• Task directions: Retype the data that follows with no alterations, please.

:: Task data ::

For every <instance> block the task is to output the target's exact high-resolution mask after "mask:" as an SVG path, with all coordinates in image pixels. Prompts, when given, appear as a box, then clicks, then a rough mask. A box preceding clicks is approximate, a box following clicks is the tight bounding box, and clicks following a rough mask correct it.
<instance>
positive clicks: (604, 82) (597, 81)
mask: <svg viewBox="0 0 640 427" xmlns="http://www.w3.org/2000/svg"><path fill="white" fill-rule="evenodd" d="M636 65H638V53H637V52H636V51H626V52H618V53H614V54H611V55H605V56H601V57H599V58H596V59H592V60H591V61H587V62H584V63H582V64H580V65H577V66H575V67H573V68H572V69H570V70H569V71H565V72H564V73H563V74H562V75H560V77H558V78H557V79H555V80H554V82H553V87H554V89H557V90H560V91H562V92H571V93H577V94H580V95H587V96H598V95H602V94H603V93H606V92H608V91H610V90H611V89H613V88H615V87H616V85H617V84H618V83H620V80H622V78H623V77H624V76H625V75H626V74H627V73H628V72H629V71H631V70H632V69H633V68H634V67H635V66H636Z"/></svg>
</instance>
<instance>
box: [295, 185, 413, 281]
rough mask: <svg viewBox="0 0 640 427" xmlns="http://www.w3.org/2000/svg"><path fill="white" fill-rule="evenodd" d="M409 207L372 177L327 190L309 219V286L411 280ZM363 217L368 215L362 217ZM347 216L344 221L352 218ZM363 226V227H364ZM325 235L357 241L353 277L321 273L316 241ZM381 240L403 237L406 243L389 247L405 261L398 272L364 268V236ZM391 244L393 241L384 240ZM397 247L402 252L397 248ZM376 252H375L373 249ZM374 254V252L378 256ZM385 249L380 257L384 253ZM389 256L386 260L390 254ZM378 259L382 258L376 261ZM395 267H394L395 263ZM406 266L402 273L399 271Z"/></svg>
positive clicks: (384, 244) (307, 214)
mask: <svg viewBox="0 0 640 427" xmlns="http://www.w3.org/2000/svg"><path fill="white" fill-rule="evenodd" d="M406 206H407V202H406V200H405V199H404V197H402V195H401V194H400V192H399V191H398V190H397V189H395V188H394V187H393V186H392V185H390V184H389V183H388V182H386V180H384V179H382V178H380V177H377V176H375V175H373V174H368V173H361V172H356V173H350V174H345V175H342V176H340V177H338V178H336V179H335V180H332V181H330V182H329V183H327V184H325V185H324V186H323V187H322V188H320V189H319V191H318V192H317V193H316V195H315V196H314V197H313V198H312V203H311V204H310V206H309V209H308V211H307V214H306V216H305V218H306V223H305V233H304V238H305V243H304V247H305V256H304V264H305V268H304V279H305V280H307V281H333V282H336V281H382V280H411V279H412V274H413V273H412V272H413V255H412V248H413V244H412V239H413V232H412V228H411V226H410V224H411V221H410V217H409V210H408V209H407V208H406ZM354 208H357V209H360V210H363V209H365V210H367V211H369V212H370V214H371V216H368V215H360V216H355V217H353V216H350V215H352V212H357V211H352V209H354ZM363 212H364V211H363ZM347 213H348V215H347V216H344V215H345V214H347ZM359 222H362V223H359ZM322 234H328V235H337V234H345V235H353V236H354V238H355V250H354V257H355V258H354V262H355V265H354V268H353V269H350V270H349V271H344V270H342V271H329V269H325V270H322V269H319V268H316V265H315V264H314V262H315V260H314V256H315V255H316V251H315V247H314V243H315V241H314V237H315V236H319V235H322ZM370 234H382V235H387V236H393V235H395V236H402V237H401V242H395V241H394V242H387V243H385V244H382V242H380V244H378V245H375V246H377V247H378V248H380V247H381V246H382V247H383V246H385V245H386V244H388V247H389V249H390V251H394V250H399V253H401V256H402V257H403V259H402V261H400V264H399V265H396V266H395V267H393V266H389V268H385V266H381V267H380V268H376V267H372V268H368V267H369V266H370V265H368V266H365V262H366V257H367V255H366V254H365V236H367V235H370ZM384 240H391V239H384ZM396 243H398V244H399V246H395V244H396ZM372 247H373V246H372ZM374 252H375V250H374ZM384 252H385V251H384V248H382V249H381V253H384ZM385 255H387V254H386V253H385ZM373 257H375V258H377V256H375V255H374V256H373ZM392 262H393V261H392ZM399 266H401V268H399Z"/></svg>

:::

• Problem solution:
For every <instance> block the task is to output the target's exact high-resolution mask after "mask:" as an SVG path, with all coordinates in image pixels. Prompts, when given, appear as a box, then clicks, then a rough mask. A box preceding clicks is approximate, a box following clicks is the tight bounding box, and clicks following a rough mask correct it.
<instance>
positive clicks: (604, 82) (597, 81)
mask: <svg viewBox="0 0 640 427" xmlns="http://www.w3.org/2000/svg"><path fill="white" fill-rule="evenodd" d="M636 65H638V53H637V52H636V51H626V52H618V53H614V54H611V55H605V56H601V57H599V58H596V59H592V60H591V61H587V62H584V63H582V64H580V65H577V66H575V67H573V68H572V69H570V70H569V71H565V72H564V73H563V74H562V75H560V77H558V78H557V79H555V80H554V82H553V87H554V89H557V90H560V91H562V92H571V93H577V94H580V95H587V96H598V95H602V94H603V93H606V92H608V91H610V90H611V89H613V88H615V87H616V85H617V84H618V83H620V80H622V78H623V77H624V76H625V75H626V74H627V73H628V72H629V71H631V70H632V69H633V68H634V67H635V66H636Z"/></svg>
</instance>
<instance>
box: [295, 185, 413, 281]
rough mask: <svg viewBox="0 0 640 427" xmlns="http://www.w3.org/2000/svg"><path fill="white" fill-rule="evenodd" d="M409 207L372 177L327 190L309 219V286L411 280ZM363 217L368 215L362 217ZM347 216L344 221L352 218ZM363 226V227H364ZM325 235L357 241L353 277L321 273L316 241ZM381 240L403 237L406 243L389 247L405 261L398 272L364 268V236ZM391 244L393 241L384 240ZM397 247L402 252L397 248ZM376 252H375L373 249ZM374 254V252L378 256ZM385 249L380 257L384 253ZM389 256L386 260L390 254ZM378 259L382 258L376 261ZM395 267H394L395 263ZM406 266L402 273L399 271Z"/></svg>
positive clicks: (384, 244) (307, 214)
mask: <svg viewBox="0 0 640 427" xmlns="http://www.w3.org/2000/svg"><path fill="white" fill-rule="evenodd" d="M406 206H407V202H406V200H405V199H404V197H402V195H401V194H400V192H399V191H398V190H397V189H395V188H394V187H393V186H392V185H390V184H389V183H388V182H386V180H384V179H382V178H380V177H377V176H375V175H373V174H368V173H361V172H356V173H350V174H345V175H342V176H340V177H338V178H336V179H335V180H332V181H330V182H329V183H327V184H325V185H324V186H323V187H322V188H320V189H319V191H318V192H317V193H316V195H315V196H314V197H313V198H312V203H311V204H310V206H309V209H308V211H307V214H306V216H305V218H306V223H305V233H304V238H305V243H304V247H305V256H304V264H305V268H304V279H305V280H307V281H333V282H336V281H382V280H411V279H412V274H413V273H412V272H413V255H412V248H413V244H412V239H413V232H412V228H411V226H410V224H411V221H410V217H409V210H408V209H407V208H406ZM354 208H357V209H360V210H363V209H365V210H367V211H369V212H370V214H371V216H368V215H360V216H355V217H353V216H350V215H352V212H357V211H352V209H354ZM363 212H364V211H363ZM347 213H348V215H347V216H344V215H345V214H347ZM359 222H362V223H359ZM322 234H328V235H337V234H345V235H353V236H354V238H355V250H354V257H355V258H354V262H355V265H354V268H353V269H350V270H349V271H344V270H342V271H329V269H325V270H322V269H319V268H316V265H315V264H314V262H315V260H314V256H315V255H316V251H315V247H314V243H315V241H314V237H315V236H319V235H322ZM370 234H382V235H387V236H393V235H395V236H402V237H401V242H395V241H394V242H387V243H385V244H382V242H380V244H378V245H375V246H377V247H378V248H380V247H381V246H382V247H383V246H385V245H386V244H388V247H389V249H390V251H394V250H399V253H401V256H402V257H403V259H402V261H400V264H399V265H396V266H395V267H393V266H389V268H385V266H381V267H380V268H376V267H372V268H368V267H369V266H370V265H368V266H365V262H366V257H367V255H366V254H365V236H367V235H370ZM384 240H391V239H384ZM396 243H398V244H399V246H395V244H396ZM372 247H373V246H372ZM374 252H375V250H374ZM384 252H385V251H384V248H382V249H381V253H384ZM385 255H387V254H386V253H385ZM373 257H375V258H377V256H375V255H374V256H373ZM392 262H393V261H392ZM399 266H401V268H399Z"/></svg>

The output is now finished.